Data for pointing to named objects:
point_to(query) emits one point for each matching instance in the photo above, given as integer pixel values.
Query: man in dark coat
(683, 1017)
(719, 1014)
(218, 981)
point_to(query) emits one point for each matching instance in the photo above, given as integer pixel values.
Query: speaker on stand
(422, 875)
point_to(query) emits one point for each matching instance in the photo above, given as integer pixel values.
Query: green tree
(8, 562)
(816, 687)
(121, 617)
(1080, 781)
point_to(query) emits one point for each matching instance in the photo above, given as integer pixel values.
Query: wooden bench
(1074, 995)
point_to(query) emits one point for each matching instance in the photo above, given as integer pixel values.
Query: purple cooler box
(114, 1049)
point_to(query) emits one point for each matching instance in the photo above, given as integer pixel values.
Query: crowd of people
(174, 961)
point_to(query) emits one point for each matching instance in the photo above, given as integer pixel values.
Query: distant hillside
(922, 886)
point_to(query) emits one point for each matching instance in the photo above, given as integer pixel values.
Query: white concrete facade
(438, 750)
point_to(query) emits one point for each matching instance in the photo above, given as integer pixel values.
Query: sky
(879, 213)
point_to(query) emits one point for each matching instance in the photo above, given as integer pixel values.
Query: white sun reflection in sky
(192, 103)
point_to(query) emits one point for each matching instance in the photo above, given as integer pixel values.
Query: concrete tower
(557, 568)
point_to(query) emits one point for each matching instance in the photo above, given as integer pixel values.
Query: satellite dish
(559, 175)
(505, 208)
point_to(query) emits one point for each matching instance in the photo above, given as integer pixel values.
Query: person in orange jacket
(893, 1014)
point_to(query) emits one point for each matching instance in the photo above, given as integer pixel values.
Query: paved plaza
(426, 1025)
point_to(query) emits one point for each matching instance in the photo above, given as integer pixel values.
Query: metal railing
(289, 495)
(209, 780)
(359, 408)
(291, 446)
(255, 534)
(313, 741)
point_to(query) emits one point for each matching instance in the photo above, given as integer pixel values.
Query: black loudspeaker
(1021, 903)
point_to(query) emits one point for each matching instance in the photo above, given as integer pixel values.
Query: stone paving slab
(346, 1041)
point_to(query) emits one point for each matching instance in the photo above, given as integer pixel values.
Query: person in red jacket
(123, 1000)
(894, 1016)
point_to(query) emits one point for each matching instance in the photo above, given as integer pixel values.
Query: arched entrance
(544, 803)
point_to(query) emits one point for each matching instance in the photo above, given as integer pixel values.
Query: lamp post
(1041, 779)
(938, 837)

▸ Set exercise:
Count how many lines in the data above contain the string "concrete", with letter case taken into account, and reply with the number alone.

▸ The reply:
2